STATED EXERCISE: Each line that follows should be printed again exactly as it stands.

(Location annotation dataset excerpts)
--- --- ---
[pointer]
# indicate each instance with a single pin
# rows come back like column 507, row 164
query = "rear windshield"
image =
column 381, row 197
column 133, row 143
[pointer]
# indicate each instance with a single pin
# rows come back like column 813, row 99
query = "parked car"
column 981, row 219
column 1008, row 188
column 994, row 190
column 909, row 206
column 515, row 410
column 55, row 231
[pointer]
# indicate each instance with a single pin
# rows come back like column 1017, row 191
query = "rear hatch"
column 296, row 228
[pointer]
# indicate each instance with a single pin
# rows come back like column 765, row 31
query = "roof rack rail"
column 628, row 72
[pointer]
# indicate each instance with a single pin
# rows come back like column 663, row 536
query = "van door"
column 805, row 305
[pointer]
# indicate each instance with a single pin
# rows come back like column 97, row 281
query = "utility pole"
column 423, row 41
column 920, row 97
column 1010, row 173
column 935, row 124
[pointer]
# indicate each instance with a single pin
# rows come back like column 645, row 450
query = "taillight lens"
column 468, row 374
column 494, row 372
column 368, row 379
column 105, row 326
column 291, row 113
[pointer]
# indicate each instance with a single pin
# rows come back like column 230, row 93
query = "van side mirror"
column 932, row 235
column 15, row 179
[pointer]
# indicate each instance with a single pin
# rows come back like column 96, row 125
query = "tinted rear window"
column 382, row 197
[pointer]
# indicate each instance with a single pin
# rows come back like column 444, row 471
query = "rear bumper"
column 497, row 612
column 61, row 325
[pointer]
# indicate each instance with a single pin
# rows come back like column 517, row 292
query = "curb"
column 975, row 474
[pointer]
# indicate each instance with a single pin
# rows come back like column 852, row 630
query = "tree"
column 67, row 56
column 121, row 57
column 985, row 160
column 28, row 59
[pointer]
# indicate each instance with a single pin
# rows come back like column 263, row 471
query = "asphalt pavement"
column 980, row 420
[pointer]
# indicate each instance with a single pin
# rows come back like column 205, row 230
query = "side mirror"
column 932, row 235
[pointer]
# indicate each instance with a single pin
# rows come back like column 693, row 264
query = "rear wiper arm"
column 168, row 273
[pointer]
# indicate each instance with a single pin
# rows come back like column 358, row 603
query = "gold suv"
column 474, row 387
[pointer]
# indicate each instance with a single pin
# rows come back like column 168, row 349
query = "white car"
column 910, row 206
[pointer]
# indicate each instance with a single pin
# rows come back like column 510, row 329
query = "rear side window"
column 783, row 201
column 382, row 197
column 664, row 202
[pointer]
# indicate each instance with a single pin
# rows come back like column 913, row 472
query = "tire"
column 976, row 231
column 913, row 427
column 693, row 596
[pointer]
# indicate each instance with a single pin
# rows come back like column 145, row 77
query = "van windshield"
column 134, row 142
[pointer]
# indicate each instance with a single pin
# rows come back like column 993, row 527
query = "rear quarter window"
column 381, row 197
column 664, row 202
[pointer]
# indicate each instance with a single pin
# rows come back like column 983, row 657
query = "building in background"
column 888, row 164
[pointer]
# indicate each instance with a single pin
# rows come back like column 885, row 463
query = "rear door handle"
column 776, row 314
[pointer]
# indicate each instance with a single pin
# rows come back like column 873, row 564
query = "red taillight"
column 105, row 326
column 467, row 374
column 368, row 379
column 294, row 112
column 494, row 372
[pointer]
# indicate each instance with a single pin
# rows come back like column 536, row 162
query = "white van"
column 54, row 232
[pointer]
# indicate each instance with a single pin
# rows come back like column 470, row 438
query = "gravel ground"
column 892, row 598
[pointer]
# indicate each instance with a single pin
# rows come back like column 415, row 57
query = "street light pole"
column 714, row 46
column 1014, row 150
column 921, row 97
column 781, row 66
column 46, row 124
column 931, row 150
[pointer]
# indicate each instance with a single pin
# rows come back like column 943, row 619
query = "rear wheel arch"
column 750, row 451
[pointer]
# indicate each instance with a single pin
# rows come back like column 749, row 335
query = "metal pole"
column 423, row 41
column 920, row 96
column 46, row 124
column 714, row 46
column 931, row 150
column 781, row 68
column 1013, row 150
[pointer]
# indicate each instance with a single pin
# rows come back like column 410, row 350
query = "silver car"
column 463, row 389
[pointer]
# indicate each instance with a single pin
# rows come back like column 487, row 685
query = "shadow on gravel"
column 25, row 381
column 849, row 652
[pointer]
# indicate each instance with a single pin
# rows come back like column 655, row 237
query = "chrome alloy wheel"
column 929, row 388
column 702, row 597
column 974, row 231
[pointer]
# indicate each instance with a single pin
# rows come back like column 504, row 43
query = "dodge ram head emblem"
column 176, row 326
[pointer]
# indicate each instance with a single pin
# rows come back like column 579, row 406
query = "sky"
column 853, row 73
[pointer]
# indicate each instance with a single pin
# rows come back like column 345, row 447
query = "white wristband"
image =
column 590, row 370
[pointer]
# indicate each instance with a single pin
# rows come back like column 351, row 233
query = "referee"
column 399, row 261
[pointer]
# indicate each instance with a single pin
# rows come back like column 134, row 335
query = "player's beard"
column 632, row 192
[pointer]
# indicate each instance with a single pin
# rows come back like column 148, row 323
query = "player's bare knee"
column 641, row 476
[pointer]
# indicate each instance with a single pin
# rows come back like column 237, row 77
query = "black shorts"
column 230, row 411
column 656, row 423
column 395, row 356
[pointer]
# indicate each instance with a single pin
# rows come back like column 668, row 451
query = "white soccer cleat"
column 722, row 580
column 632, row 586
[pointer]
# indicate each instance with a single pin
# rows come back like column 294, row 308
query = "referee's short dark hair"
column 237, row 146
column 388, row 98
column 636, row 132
--- --- ---
RESULT BELOW:
[pointer]
# indicate each instance with a single pin
# rows come back like column 507, row 164
query = "rear windshield"
image =
column 381, row 197
column 133, row 143
[pointer]
# indicate each instance with a single pin
# rows come back like column 813, row 99
query = "parked car"
column 981, row 219
column 1008, row 188
column 994, row 190
column 909, row 206
column 515, row 410
column 55, row 231
[pointer]
# indicate each instance with a single pin
# rows come back like column 1017, row 191
query = "rear hatch"
column 296, row 228
[pointer]
# indicate each instance with a single pin
# rows come back like column 765, row 31
query = "roof rack rail"
column 628, row 72
[pointer]
# indicate each instance with a single pin
# rows come back like column 663, row 536
query = "van door"
column 805, row 305
[pointer]
# indicate each instance with a single pin
# rows come back like column 97, row 281
query = "utility pole"
column 423, row 41
column 920, row 97
column 1010, row 173
column 935, row 124
[pointer]
# indicate each instance with a single pin
# rows come back like column 645, row 450
query = "taillight lens"
column 468, row 374
column 494, row 372
column 368, row 379
column 105, row 326
column 291, row 113
[pointer]
# indicate each instance with a single pin
# rows come back like column 230, row 93
query = "van side mirror"
column 932, row 235
column 15, row 179
[pointer]
# indicate each instance with a single pin
# rows come back like column 96, row 125
query = "tinted rear window"
column 382, row 197
[pointer]
# indicate each instance with a single pin
# rows come back like column 444, row 471
query = "rear bumper"
column 497, row 612
column 61, row 325
[pointer]
# indicate each instance with a single pin
# rows come back like column 517, row 292
query = "curb"
column 975, row 474
[pointer]
# indicate each instance with a single pin
# rows come back like column 852, row 630
query = "tree"
column 67, row 56
column 121, row 57
column 985, row 160
column 28, row 59
[pointer]
# indicate each instance with a single pin
# rows come back like column 263, row 471
query = "asphalt pavement"
column 980, row 420
[pointer]
# indicate each instance with a single pin
# rows come back like column 205, row 230
query = "side mirror"
column 932, row 235
[pointer]
# indicate each instance with a single pin
# rows come back like column 693, row 264
query = "rear wiper arm"
column 168, row 273
[pointer]
# indicate each instance with a single pin
# rows come back like column 358, row 603
query = "gold suv"
column 474, row 387
[pointer]
# indicate each instance with a single pin
# rows come back like column 168, row 349
query = "white car"
column 910, row 206
[pointer]
# indicate each instance with a single pin
# rows come back like column 510, row 329
query = "rear side window"
column 783, row 201
column 382, row 197
column 664, row 202
[pointer]
# indicate each instance with a single pin
# rows come back like column 913, row 472
query = "tire"
column 976, row 231
column 913, row 427
column 693, row 596
[pointer]
# indicate each instance with a single pin
# rows come back like column 145, row 77
query = "van windshield"
column 134, row 142
[pointer]
# indicate each instance with a single pin
# rows come back like column 993, row 527
query = "rear quarter window"
column 381, row 197
column 664, row 202
[pointer]
# indicate each instance with a single pin
# rows come back like column 983, row 657
query = "building in background"
column 888, row 164
[pointer]
# indicate each instance with a single pin
# rows come back like column 885, row 463
query = "rear door handle"
column 776, row 314
[pointer]
# indicate each instance with a single pin
# rows come back like column 873, row 564
query = "red taillight"
column 105, row 326
column 467, row 374
column 368, row 379
column 294, row 112
column 494, row 372
[pointer]
# indicate each instance with a single pin
# rows come back like column 536, row 162
query = "white van"
column 54, row 232
[pointer]
# indicate each instance with a single pin
# rows come back like column 470, row 438
query = "gravel ground"
column 892, row 598
[pointer]
# indicate each instance with a single pin
# rows come back like column 415, row 57
query = "street light pole"
column 714, row 46
column 1014, row 150
column 921, row 97
column 781, row 66
column 46, row 124
column 931, row 150
[pointer]
# indicate each instance with a single pin
# rows come back like column 943, row 619
query = "rear wheel arch"
column 750, row 451
[pointer]
# indicate each instance with a single pin
# rows come back like column 749, row 335
query = "metal pole"
column 423, row 41
column 920, row 96
column 46, row 124
column 714, row 46
column 931, row 150
column 781, row 68
column 1013, row 150
[pointer]
# indicate each instance with a single pin
# rows come back like column 410, row 350
query = "silver car"
column 463, row 389
[pointer]
# indicate each instance with a single pin
# rows come back like column 487, row 685
query = "shadow on gravel"
column 25, row 381
column 849, row 652
[pointer]
# indicate each instance with a single pin
# rows come back like column 655, row 237
query = "chrome alloy wheel"
column 929, row 388
column 702, row 597
column 974, row 231
[pointer]
# indicate each instance with a single pin
# rows come back like column 504, row 43
query = "dodge ram head emblem"
column 176, row 326
[pointer]
# indicate each instance with a single pin
# rows come back like column 579, row 406
query = "sky"
column 853, row 73
[pointer]
# indicate each instance with a single pin
# rows come back like column 345, row 447
query = "white wristband"
image =
column 590, row 370
[pointer]
# indicate each instance with a single pin
# rows come back like column 351, row 233
query = "referee"
column 399, row 261
[pointer]
# indicate each instance with a single pin
# rows come back like column 134, row 335
query = "player's beard"
column 632, row 192
[pointer]
# indicate each instance with a single pin
# rows come back like column 148, row 323
query = "player's bare knee"
column 641, row 476
[pointer]
# indicate each instance with a single pin
# rows come back like column 237, row 77
query = "black shorts"
column 230, row 411
column 656, row 423
column 395, row 356
[pointer]
# indicate each instance with a single pin
# rows come back like column 668, row 451
query = "white soccer cleat"
column 722, row 580
column 632, row 586
[pointer]
# indicate each instance with a single pin
# rows come back like column 294, row 308
query = "referee's short dark hair"
column 237, row 146
column 388, row 98
column 636, row 132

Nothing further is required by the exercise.